§ GIVEN EXERCISE: Please list each freely downloaded application that the text on Napster's growth below names as one Napster is on track to compete with.

At its current growth rate, Napster is on track to compete with other
freely downloaded applications such as WinAmp, WinZip, RealPlayer
and Adobe Acrobat.
Last month's 30 percent Napster rate compares to just 12 percent
in March, when PC Pitstop began keeping track of how many PCs
contain software of Napster, Scour and Gnutella. While way behind
Napster, both sites have grown considerably in the past six months,
Scour from 0 percent in March to 5.6 percent and Gnutella from
.06 percent to 1.6 percent.
Month-to-month growth was steady through the period, except for
a 4 percent drop in July, a wobble PC Pitstop attributes to publication
of a list of 300,000 Napster users by Metallica drummer Lars Ulrich,
and Napster's growing legal problems.
Napster was sued by a number of record companies and music
publishers represented by the Recording Industry Association of
America (RIAA) and the National Music Publishers Association
(NMPA). The groups allege that Napster is contributing to copyright
infringement and should be shut down.
The extraordinary growth of Napster is demonstrated in unique visits
to the site, which rose from 1.1 million in February to 4.9 million in
July, according to Media Metrix. And the May-to-June unique visit
count - during the time the Napster court battle was heating up -
rose from 3.2 million to 4.7 million, Media Metrix said.

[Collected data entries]
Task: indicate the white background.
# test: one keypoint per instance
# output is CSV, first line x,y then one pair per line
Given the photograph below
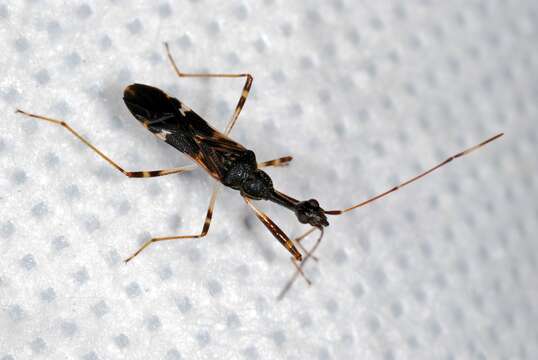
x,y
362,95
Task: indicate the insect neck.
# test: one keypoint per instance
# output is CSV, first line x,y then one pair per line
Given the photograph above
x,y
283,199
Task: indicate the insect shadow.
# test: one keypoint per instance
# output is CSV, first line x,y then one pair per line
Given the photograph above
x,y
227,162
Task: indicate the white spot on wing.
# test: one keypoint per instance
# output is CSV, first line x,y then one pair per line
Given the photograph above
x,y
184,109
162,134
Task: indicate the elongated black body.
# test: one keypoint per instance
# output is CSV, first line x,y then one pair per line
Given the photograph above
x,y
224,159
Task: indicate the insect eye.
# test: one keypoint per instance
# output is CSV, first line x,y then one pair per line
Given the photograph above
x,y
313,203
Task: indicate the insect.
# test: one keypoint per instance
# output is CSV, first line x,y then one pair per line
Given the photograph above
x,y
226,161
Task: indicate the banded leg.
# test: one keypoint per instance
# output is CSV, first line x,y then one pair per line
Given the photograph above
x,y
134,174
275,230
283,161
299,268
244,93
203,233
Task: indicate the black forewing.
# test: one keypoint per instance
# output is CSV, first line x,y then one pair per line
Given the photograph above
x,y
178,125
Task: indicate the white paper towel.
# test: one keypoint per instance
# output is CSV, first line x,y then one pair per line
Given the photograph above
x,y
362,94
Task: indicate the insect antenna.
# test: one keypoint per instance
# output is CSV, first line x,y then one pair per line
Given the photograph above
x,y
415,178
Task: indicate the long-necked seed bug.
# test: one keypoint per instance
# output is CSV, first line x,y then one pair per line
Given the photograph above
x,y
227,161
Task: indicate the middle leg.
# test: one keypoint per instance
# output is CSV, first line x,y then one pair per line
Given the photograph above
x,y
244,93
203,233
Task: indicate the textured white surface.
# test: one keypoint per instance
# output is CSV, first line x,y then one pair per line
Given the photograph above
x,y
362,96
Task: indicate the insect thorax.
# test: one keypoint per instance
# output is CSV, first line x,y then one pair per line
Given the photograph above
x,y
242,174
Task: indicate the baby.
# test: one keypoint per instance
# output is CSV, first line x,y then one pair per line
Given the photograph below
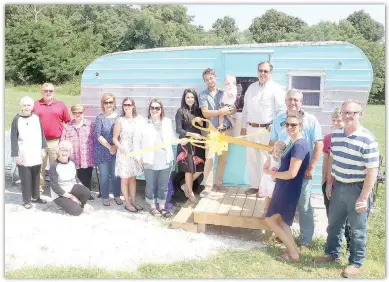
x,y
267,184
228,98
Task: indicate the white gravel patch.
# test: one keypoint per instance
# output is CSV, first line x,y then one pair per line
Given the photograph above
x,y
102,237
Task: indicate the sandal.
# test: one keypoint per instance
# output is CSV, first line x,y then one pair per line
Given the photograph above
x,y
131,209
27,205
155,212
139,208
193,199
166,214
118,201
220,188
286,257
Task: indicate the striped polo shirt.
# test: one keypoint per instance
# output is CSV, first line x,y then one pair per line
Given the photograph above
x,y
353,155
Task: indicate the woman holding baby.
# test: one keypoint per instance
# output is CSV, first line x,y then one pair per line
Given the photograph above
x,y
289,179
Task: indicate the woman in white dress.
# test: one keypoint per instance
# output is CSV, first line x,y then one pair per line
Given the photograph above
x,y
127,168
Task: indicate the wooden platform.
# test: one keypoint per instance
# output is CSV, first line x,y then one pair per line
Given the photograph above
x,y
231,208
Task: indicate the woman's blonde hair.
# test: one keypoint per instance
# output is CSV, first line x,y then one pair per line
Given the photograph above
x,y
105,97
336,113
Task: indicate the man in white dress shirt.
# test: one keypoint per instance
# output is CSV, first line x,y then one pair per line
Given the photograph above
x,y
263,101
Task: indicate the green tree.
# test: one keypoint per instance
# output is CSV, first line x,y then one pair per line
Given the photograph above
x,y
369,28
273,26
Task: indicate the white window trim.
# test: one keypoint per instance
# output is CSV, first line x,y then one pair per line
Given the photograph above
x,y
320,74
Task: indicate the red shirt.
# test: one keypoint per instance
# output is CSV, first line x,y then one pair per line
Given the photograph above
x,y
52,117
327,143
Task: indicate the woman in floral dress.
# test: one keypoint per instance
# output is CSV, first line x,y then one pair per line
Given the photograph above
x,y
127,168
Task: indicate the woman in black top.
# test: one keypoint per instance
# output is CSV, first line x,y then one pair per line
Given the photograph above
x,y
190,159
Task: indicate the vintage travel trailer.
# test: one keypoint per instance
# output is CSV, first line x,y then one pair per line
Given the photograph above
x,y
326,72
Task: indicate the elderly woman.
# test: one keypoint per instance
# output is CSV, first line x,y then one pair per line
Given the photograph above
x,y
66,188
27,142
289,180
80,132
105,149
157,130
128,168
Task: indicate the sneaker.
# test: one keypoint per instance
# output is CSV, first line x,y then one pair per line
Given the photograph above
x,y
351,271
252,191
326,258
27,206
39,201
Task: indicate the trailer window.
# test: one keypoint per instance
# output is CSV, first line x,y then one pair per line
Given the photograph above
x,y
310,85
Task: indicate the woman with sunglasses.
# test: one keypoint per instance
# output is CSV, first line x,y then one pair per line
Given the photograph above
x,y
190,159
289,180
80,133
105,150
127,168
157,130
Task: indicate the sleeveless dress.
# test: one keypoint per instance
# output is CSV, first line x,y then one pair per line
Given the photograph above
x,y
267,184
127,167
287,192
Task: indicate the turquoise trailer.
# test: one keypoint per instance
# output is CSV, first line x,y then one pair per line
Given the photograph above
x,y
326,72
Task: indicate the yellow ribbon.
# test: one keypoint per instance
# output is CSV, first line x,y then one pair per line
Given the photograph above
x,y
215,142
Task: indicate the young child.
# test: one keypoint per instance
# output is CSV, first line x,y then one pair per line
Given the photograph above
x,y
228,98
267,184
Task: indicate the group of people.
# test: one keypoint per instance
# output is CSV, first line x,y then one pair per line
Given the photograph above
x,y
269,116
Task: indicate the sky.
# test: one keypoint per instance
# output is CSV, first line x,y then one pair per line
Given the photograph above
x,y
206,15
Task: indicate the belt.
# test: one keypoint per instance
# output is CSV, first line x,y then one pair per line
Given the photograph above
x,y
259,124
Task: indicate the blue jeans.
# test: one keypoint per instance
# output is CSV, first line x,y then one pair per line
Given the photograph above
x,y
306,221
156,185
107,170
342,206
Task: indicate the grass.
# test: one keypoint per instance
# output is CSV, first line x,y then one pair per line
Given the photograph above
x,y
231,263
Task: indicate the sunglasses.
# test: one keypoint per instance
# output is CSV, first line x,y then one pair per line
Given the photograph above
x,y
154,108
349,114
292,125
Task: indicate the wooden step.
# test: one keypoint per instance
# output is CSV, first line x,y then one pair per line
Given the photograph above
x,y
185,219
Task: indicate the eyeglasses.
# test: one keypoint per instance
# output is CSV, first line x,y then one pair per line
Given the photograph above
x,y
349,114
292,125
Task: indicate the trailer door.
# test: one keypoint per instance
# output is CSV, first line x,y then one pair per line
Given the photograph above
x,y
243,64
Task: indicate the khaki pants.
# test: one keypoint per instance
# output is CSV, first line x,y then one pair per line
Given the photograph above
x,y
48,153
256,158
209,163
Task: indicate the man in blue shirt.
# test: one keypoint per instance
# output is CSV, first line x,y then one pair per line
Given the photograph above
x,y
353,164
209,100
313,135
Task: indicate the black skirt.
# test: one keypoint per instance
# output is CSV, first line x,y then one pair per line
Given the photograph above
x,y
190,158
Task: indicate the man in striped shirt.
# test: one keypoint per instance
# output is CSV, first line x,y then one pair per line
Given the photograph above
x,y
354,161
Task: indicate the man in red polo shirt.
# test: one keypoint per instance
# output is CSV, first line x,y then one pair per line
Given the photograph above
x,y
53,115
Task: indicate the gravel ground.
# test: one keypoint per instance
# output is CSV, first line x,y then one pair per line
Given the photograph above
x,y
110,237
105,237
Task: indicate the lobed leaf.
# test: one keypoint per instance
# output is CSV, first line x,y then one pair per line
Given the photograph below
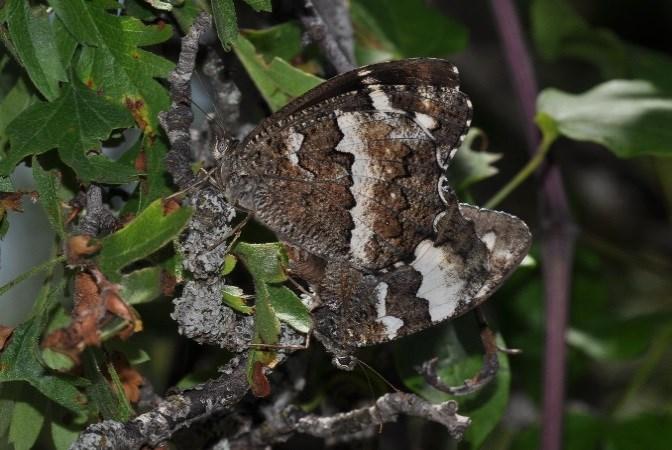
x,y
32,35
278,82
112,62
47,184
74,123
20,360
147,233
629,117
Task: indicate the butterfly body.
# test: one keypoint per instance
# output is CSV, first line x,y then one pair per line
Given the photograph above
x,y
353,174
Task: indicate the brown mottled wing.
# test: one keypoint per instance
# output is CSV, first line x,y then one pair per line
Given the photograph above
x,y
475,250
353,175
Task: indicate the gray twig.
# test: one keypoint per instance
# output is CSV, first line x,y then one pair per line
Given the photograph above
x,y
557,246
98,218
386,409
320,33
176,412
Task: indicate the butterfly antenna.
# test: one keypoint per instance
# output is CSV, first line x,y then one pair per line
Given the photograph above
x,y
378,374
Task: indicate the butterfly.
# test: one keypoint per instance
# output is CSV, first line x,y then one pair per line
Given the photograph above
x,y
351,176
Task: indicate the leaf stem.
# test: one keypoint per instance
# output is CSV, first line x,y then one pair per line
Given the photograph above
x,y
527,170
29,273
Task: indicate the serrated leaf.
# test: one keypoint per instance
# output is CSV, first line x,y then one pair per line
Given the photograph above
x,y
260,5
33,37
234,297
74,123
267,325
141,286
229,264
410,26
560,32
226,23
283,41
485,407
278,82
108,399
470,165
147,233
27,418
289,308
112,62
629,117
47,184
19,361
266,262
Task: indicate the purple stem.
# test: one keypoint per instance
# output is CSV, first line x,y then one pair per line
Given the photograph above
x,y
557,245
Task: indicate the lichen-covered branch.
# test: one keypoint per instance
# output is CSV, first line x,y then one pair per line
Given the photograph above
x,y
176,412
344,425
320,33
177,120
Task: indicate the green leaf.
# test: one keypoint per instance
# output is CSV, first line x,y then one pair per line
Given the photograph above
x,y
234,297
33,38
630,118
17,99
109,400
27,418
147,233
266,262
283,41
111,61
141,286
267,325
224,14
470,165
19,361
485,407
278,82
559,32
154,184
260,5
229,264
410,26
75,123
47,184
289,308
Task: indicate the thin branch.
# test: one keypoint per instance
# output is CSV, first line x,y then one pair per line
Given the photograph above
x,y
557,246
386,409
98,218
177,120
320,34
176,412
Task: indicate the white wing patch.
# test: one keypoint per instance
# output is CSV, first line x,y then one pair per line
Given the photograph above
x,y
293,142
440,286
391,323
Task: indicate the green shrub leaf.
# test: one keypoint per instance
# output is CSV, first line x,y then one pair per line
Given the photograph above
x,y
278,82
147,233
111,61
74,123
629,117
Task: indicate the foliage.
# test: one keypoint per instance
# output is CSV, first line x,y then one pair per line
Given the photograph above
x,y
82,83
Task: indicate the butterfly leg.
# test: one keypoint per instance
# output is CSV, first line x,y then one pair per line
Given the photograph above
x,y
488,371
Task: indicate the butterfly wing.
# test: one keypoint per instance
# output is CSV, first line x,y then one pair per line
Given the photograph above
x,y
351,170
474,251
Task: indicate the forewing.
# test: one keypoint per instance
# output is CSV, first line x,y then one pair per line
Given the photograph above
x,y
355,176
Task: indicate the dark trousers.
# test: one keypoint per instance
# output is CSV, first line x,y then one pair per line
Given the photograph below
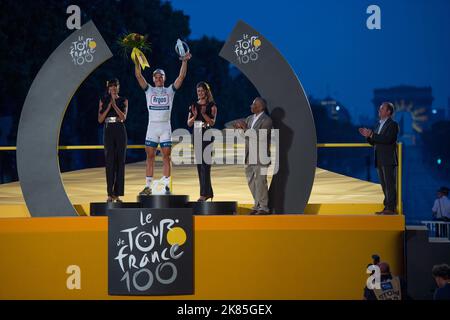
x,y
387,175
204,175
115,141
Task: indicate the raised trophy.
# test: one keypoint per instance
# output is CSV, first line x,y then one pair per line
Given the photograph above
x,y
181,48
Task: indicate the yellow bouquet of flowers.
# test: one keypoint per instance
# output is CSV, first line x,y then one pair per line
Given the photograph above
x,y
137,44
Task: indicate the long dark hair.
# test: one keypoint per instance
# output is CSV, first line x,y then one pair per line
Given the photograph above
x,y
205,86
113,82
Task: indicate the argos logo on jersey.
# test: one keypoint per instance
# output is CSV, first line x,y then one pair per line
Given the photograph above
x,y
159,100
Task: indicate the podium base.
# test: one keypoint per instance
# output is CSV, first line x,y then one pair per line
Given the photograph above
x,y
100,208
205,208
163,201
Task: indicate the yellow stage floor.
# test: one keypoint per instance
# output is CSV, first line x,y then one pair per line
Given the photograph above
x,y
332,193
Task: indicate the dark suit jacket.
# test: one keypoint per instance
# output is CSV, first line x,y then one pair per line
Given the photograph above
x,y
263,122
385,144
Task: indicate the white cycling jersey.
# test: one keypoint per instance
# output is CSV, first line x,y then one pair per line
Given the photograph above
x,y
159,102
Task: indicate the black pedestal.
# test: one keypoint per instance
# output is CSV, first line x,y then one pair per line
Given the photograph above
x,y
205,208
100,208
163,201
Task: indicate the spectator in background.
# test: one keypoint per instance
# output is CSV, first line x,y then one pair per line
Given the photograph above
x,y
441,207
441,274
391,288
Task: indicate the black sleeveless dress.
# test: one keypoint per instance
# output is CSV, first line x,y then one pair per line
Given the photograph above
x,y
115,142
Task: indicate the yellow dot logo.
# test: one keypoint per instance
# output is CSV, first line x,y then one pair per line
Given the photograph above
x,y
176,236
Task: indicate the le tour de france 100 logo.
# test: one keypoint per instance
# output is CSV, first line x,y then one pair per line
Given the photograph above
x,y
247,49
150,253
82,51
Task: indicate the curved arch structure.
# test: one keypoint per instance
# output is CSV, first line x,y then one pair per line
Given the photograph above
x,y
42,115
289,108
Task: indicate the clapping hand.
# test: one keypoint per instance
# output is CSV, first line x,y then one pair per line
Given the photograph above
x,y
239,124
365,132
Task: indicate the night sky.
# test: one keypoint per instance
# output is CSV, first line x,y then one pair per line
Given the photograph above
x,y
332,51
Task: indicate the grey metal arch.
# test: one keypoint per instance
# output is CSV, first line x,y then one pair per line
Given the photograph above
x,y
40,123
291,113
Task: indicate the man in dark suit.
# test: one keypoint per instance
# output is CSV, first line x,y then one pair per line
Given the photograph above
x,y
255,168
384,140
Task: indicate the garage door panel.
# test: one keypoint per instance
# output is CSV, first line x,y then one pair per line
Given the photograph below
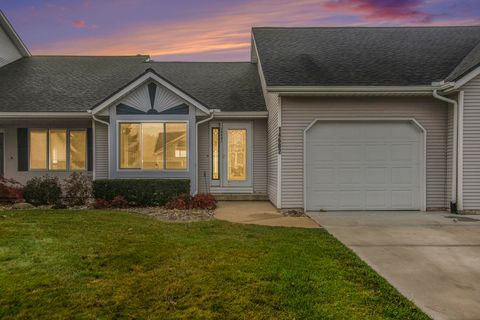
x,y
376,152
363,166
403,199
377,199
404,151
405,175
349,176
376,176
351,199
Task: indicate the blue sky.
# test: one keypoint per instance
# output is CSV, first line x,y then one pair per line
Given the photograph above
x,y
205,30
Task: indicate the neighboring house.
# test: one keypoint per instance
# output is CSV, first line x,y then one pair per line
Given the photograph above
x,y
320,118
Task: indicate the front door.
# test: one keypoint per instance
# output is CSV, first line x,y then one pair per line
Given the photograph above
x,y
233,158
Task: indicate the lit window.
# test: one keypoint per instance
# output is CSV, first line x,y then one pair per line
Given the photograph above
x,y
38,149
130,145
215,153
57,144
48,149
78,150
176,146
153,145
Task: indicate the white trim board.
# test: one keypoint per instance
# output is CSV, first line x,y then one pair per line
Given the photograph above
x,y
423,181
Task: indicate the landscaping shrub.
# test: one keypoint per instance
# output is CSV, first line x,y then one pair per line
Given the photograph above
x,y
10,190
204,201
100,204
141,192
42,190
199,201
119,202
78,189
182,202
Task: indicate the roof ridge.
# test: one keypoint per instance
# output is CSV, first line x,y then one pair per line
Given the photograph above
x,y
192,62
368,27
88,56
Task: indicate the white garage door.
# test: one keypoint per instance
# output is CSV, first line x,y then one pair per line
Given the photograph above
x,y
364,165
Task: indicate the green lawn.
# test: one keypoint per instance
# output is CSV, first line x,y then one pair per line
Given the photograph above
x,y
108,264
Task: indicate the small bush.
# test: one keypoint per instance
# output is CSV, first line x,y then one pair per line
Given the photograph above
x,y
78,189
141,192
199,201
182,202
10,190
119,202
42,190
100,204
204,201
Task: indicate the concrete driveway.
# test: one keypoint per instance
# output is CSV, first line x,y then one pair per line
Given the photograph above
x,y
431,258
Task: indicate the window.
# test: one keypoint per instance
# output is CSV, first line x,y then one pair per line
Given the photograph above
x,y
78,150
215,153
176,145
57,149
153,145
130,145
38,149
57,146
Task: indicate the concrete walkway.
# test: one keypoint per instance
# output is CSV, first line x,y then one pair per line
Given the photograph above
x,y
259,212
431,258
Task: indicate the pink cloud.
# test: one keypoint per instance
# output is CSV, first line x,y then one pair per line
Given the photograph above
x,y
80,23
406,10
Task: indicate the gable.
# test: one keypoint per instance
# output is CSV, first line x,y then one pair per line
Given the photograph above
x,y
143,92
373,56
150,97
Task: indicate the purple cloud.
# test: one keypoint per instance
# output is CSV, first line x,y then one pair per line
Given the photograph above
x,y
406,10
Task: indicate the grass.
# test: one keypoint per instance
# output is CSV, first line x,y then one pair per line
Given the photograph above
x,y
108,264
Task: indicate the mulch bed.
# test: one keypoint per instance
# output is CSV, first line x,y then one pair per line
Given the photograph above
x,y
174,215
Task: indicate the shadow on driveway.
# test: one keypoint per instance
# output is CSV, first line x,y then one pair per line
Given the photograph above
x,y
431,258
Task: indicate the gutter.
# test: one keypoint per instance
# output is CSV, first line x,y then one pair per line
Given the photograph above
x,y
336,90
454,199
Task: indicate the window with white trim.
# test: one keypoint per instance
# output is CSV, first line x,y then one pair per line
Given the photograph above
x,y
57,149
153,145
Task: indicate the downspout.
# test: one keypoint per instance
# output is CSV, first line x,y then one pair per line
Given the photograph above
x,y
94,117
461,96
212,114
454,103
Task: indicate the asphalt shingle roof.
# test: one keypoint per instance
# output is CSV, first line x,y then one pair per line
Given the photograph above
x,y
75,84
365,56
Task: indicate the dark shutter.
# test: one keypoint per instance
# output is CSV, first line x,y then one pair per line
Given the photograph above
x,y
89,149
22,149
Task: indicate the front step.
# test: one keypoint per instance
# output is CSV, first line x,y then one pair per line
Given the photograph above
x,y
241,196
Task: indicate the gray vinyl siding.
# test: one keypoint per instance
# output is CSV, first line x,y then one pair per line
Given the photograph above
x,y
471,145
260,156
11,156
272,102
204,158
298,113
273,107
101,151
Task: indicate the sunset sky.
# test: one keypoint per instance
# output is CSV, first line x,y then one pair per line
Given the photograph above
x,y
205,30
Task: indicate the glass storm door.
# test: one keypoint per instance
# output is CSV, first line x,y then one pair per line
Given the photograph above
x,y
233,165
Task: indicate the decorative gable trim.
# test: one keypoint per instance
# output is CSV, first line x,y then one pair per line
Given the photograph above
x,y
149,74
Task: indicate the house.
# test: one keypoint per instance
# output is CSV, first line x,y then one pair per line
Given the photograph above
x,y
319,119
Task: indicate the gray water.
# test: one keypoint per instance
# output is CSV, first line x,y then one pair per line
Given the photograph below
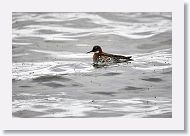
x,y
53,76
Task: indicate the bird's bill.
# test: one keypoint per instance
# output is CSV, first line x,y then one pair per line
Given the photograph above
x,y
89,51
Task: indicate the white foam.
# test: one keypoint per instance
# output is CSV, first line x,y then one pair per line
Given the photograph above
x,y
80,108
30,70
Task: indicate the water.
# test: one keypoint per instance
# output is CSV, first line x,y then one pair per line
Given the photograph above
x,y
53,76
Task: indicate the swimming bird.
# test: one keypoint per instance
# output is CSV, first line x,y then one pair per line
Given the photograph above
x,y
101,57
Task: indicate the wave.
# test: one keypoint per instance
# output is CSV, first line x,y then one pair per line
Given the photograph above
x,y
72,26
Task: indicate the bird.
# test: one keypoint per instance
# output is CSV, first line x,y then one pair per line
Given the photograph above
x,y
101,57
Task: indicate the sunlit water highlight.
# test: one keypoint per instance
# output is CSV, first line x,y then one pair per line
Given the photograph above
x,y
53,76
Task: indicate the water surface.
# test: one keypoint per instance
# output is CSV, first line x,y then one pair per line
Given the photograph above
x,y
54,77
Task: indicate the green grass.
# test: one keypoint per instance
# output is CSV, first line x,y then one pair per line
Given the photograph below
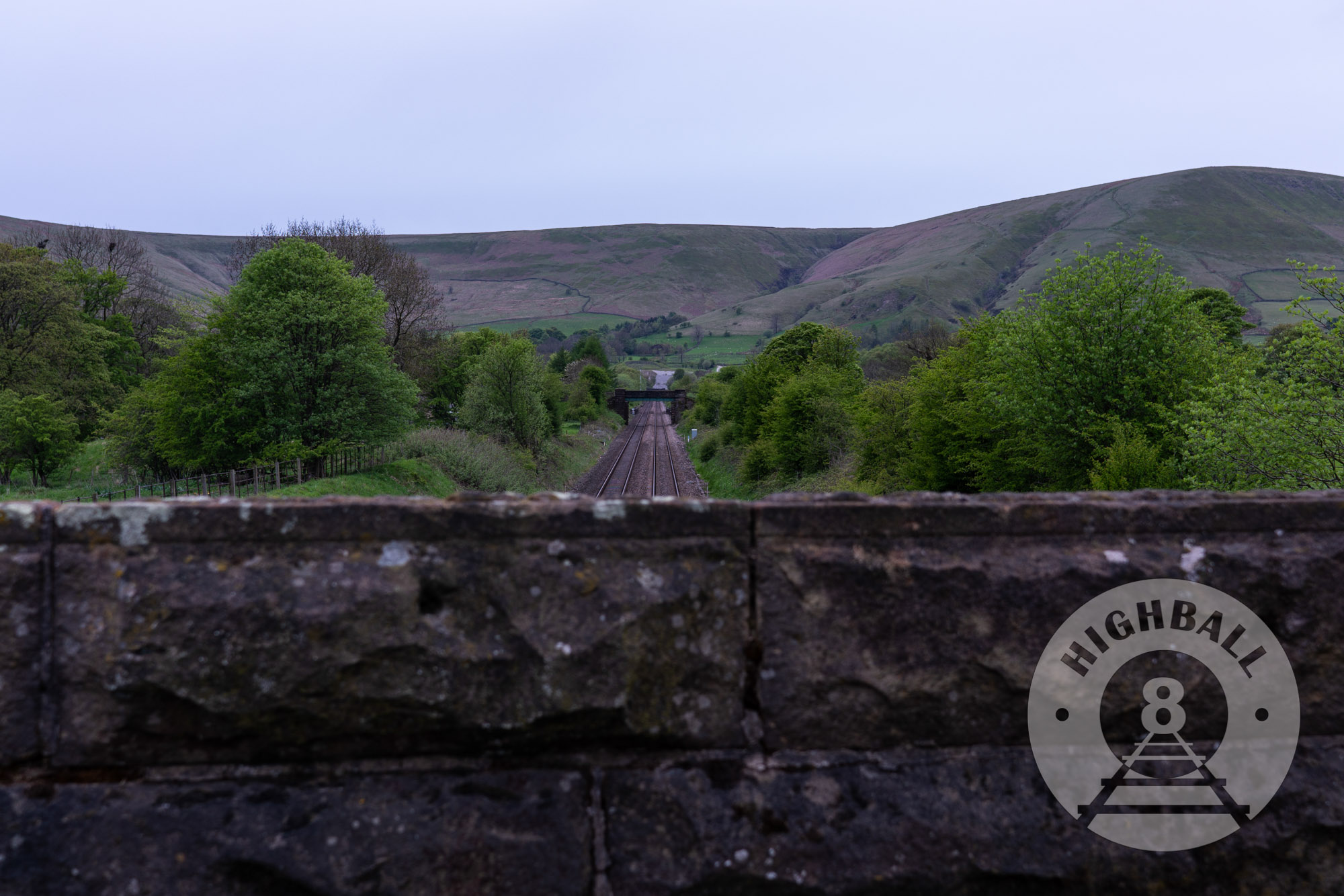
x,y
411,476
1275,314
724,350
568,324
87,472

§ COMPLETED TASK: WinAmp, WinZip, RealPlayer, Adobe Acrobat